>>>>>
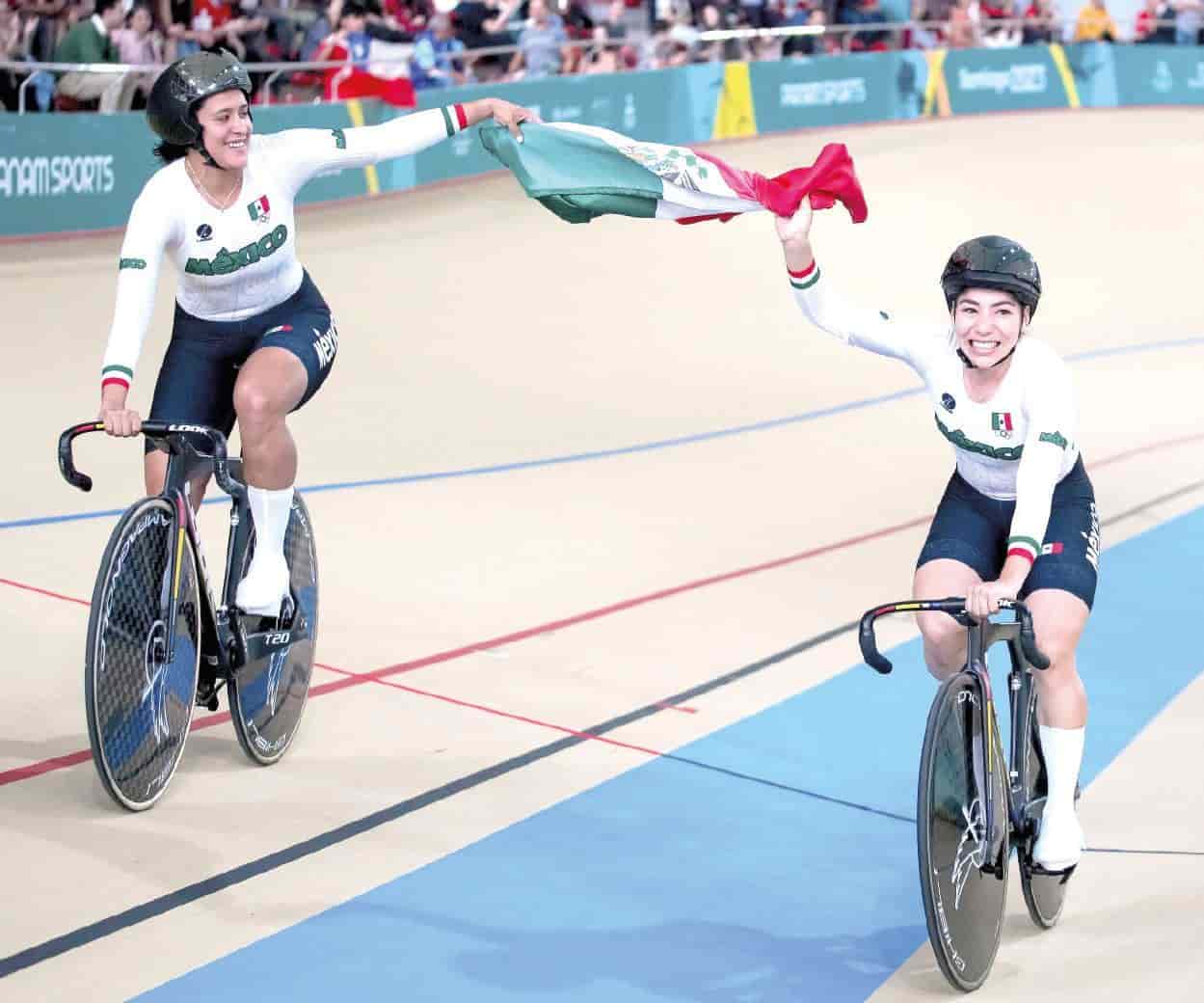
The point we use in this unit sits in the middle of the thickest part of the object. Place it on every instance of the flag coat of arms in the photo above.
(580, 173)
(260, 208)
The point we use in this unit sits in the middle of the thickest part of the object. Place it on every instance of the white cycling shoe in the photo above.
(265, 586)
(1059, 842)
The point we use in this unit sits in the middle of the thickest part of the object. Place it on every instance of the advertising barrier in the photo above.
(78, 173)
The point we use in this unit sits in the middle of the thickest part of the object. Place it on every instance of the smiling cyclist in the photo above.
(252, 339)
(1018, 518)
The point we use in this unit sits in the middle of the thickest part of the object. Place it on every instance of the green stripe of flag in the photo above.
(807, 284)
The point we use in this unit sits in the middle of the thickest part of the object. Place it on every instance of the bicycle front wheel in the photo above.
(963, 868)
(139, 700)
(269, 695)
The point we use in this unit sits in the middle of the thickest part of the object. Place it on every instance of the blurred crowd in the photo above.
(448, 43)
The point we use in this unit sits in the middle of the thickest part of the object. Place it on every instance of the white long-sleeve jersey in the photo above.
(1018, 446)
(242, 260)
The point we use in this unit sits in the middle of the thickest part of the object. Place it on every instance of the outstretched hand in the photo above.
(796, 229)
(504, 113)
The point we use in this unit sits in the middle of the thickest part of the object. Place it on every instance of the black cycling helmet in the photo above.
(992, 262)
(171, 107)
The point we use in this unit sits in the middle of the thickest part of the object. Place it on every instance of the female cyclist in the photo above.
(253, 339)
(1019, 515)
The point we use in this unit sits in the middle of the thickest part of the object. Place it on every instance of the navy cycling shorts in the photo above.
(973, 529)
(195, 384)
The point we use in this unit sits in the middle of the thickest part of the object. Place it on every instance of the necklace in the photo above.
(206, 192)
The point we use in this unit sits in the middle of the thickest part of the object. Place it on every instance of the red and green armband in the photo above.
(1024, 547)
(117, 376)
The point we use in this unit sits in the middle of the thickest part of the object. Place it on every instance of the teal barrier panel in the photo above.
(71, 173)
(826, 91)
(637, 103)
(1003, 80)
(1160, 75)
(62, 174)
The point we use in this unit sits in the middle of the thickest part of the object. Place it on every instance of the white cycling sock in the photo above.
(270, 512)
(1063, 757)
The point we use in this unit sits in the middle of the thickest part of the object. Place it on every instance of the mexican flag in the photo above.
(581, 171)
(373, 68)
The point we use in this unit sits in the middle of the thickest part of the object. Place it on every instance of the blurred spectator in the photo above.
(483, 23)
(217, 18)
(175, 17)
(43, 28)
(139, 44)
(915, 37)
(578, 25)
(1094, 24)
(997, 32)
(541, 44)
(325, 24)
(434, 63)
(614, 24)
(726, 51)
(866, 13)
(962, 32)
(1149, 29)
(405, 14)
(1189, 20)
(13, 48)
(91, 41)
(1039, 23)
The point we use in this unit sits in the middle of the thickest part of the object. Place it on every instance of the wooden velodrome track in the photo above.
(512, 604)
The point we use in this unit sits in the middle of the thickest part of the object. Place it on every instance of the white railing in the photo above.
(843, 33)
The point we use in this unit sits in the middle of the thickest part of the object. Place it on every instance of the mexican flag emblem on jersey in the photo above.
(259, 209)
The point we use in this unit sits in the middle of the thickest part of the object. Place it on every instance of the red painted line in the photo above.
(42, 591)
(380, 674)
(495, 712)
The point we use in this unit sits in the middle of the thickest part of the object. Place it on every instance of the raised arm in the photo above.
(303, 153)
(138, 277)
(870, 329)
(1052, 432)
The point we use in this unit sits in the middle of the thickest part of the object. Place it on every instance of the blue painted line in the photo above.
(623, 450)
(675, 882)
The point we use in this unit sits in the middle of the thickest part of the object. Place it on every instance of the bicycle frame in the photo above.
(980, 637)
(226, 644)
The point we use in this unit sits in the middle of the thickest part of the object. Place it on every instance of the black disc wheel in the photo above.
(963, 867)
(139, 696)
(1044, 891)
(267, 695)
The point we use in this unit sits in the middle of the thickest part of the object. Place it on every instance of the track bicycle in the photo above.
(158, 644)
(973, 804)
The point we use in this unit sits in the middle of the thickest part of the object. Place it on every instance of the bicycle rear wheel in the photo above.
(1044, 892)
(963, 868)
(267, 696)
(139, 702)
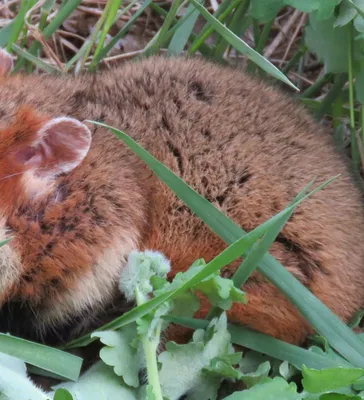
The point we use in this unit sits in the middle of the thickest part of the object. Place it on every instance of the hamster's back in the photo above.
(245, 147)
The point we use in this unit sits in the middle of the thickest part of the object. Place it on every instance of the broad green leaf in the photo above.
(190, 360)
(5, 33)
(265, 344)
(257, 252)
(241, 46)
(225, 369)
(98, 383)
(321, 318)
(265, 10)
(59, 362)
(329, 43)
(120, 354)
(275, 389)
(315, 381)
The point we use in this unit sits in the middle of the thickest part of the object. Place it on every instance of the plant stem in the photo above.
(150, 347)
(354, 144)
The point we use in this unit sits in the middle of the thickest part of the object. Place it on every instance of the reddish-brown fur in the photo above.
(243, 145)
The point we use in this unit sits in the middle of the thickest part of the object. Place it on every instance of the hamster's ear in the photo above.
(6, 62)
(61, 145)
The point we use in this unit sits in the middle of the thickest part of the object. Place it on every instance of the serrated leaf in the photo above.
(346, 14)
(317, 381)
(275, 389)
(265, 10)
(190, 360)
(329, 43)
(98, 383)
(120, 354)
(221, 292)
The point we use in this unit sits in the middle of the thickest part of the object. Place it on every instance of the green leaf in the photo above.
(305, 6)
(5, 33)
(221, 292)
(105, 50)
(225, 369)
(265, 10)
(241, 46)
(50, 359)
(315, 381)
(120, 354)
(35, 60)
(324, 321)
(261, 343)
(275, 389)
(14, 383)
(326, 9)
(346, 14)
(98, 383)
(62, 394)
(329, 43)
(190, 360)
(183, 33)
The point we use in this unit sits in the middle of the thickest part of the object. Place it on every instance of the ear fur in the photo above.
(6, 63)
(60, 146)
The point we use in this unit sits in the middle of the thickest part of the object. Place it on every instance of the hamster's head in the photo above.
(35, 149)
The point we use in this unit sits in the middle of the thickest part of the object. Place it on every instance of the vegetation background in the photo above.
(312, 48)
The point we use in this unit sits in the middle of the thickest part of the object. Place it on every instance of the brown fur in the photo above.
(244, 146)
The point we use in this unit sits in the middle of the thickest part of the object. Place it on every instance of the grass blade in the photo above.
(323, 320)
(155, 44)
(56, 361)
(233, 252)
(265, 344)
(241, 46)
(97, 58)
(36, 61)
(183, 33)
(259, 249)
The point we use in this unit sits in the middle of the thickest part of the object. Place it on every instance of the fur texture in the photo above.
(243, 145)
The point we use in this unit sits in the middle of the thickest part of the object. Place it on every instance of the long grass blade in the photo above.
(56, 361)
(324, 321)
(265, 344)
(241, 46)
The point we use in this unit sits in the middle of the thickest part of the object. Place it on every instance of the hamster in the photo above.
(76, 200)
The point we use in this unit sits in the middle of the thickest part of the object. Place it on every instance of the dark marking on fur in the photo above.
(199, 92)
(177, 154)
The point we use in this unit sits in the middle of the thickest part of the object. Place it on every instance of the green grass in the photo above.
(335, 94)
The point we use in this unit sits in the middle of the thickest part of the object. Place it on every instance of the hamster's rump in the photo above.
(241, 144)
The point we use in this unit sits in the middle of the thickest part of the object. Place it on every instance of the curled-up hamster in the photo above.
(76, 200)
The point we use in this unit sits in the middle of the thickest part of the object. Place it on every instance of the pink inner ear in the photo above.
(30, 157)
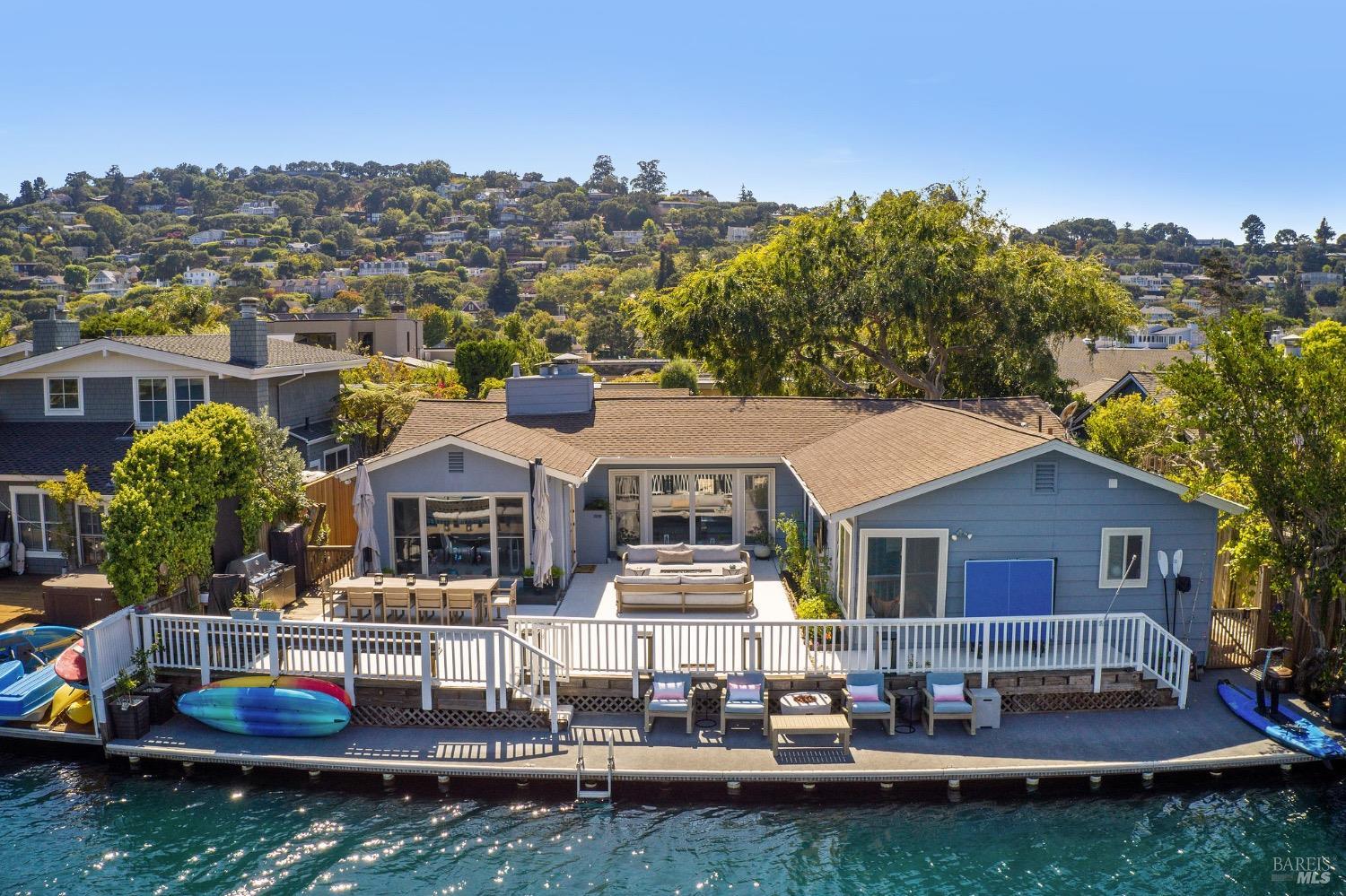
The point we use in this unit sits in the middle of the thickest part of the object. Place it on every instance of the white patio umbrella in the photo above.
(363, 505)
(541, 527)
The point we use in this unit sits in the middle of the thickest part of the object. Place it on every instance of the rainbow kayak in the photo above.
(267, 712)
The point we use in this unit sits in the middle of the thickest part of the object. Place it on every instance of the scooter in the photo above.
(1264, 685)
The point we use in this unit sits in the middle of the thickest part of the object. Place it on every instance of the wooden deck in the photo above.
(1205, 736)
(21, 599)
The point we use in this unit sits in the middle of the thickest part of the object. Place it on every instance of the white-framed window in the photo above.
(188, 392)
(1123, 557)
(904, 573)
(713, 506)
(164, 398)
(336, 457)
(460, 535)
(151, 400)
(35, 519)
(65, 396)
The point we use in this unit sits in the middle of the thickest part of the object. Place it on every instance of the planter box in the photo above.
(162, 707)
(253, 615)
(129, 718)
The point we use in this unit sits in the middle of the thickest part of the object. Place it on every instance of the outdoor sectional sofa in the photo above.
(696, 578)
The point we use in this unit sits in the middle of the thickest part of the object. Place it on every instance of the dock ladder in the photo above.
(590, 788)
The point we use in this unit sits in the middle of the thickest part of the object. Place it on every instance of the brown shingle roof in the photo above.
(214, 346)
(847, 451)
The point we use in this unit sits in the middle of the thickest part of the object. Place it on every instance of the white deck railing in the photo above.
(980, 646)
(492, 659)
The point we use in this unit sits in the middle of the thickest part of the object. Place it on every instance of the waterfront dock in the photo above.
(1203, 737)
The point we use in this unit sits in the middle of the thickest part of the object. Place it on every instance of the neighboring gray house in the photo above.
(898, 494)
(66, 403)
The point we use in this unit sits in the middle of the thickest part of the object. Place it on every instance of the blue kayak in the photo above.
(269, 712)
(26, 694)
(1286, 726)
(37, 646)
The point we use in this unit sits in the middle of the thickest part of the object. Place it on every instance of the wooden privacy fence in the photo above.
(338, 516)
(328, 562)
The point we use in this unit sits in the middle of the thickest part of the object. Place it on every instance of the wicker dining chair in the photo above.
(462, 600)
(431, 600)
(360, 602)
(400, 599)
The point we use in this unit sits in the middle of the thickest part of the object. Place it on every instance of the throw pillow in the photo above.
(947, 693)
(745, 693)
(668, 691)
(864, 693)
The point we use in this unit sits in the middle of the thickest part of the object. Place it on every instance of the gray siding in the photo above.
(104, 398)
(1009, 521)
(309, 398)
(428, 474)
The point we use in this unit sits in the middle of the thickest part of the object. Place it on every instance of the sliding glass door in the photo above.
(670, 508)
(902, 573)
(460, 535)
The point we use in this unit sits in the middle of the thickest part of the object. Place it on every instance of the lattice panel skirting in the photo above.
(1076, 701)
(404, 718)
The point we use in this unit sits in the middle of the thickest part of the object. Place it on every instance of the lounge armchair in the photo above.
(745, 697)
(882, 707)
(948, 709)
(660, 701)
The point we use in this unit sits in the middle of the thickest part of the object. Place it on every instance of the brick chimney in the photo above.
(248, 335)
(56, 333)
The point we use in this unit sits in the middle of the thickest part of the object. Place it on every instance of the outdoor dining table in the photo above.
(481, 588)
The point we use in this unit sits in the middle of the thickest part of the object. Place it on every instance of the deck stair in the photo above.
(587, 786)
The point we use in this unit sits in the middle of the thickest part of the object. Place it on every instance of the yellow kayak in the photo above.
(74, 704)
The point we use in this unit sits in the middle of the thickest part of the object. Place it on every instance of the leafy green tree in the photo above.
(913, 295)
(376, 400)
(109, 222)
(1324, 233)
(651, 178)
(1136, 431)
(678, 373)
(75, 276)
(1254, 231)
(484, 360)
(1278, 424)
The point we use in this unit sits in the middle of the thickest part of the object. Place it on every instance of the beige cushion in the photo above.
(646, 580)
(712, 580)
(715, 553)
(656, 599)
(716, 599)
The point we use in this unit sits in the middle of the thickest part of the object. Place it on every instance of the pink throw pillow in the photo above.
(668, 691)
(864, 693)
(947, 693)
(745, 693)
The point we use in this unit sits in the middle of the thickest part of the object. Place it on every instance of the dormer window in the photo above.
(65, 396)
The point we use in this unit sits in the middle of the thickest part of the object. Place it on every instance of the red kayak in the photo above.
(70, 665)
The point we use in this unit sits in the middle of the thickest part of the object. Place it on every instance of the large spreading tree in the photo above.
(1275, 430)
(915, 293)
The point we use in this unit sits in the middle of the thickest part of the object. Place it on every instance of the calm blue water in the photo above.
(83, 828)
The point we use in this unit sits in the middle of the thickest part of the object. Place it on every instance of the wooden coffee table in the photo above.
(834, 724)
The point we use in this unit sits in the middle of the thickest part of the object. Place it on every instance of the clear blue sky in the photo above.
(1141, 112)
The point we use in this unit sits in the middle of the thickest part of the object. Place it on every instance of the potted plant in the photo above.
(252, 607)
(159, 693)
(128, 712)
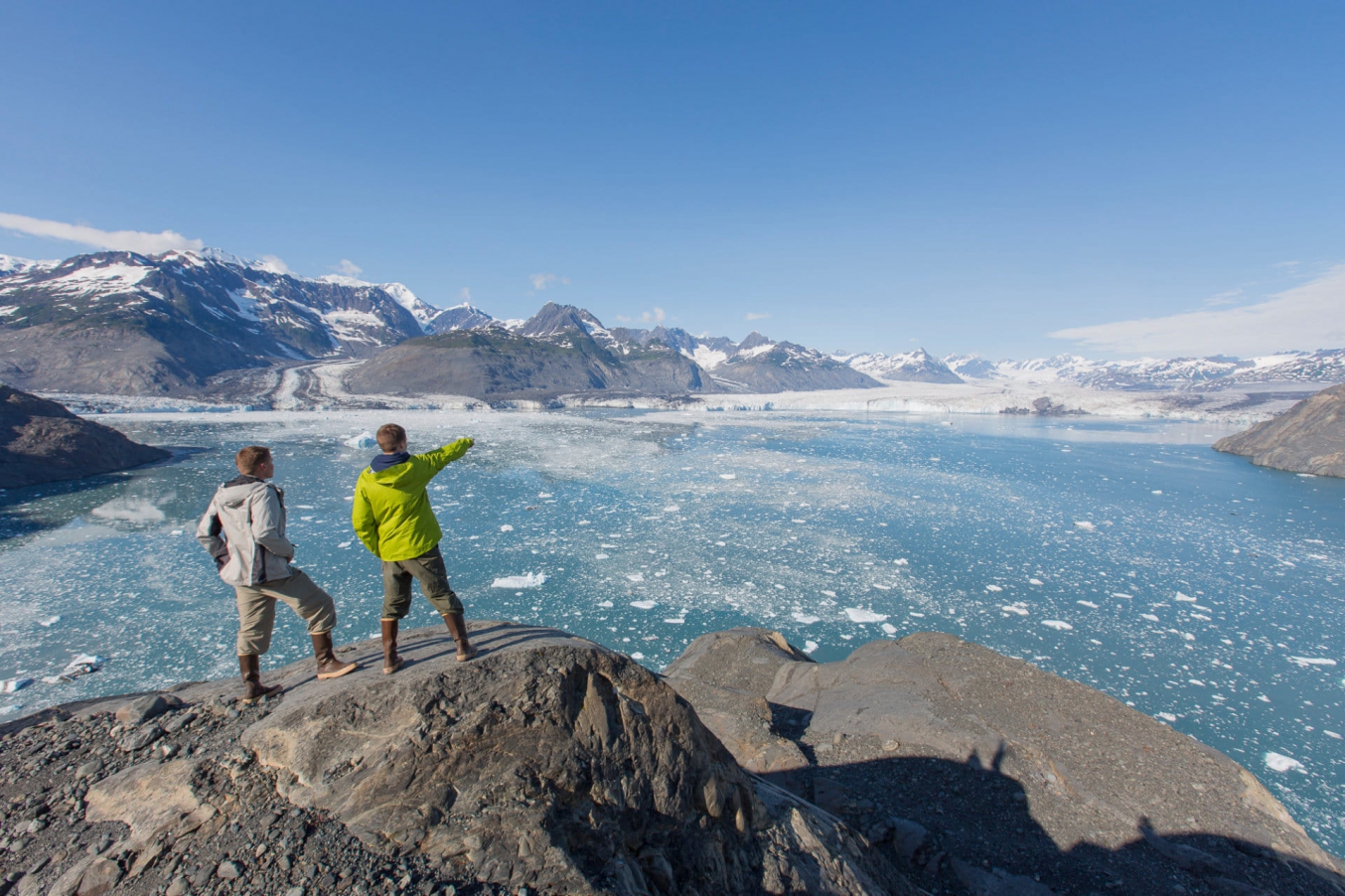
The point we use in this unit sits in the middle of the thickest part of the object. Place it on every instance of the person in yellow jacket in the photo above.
<<<<<
▶ DIRECTIONS FOR THIS TASK
Copy out the material word for word, beginning with the line that contains "roof in the photo above." and running through the line that contains "(1203, 737)", with both of those lines included.

▶ ANSWER IN FULL
The point we use in this unit sits in the middle of the thickest part of the object. Place it on every instance of the brown shingle roof in the photo above.
(214, 346)
(847, 451)
The point we use in this unit sits in the middle of the thickest part of the object. Place it on every instance of the white deck railing in the photo above.
(980, 646)
(492, 659)
The point we use in this unit sits in the middle of the thickest part of the object. Place it on every instance of the waterfront dock in the photo above.
(1203, 737)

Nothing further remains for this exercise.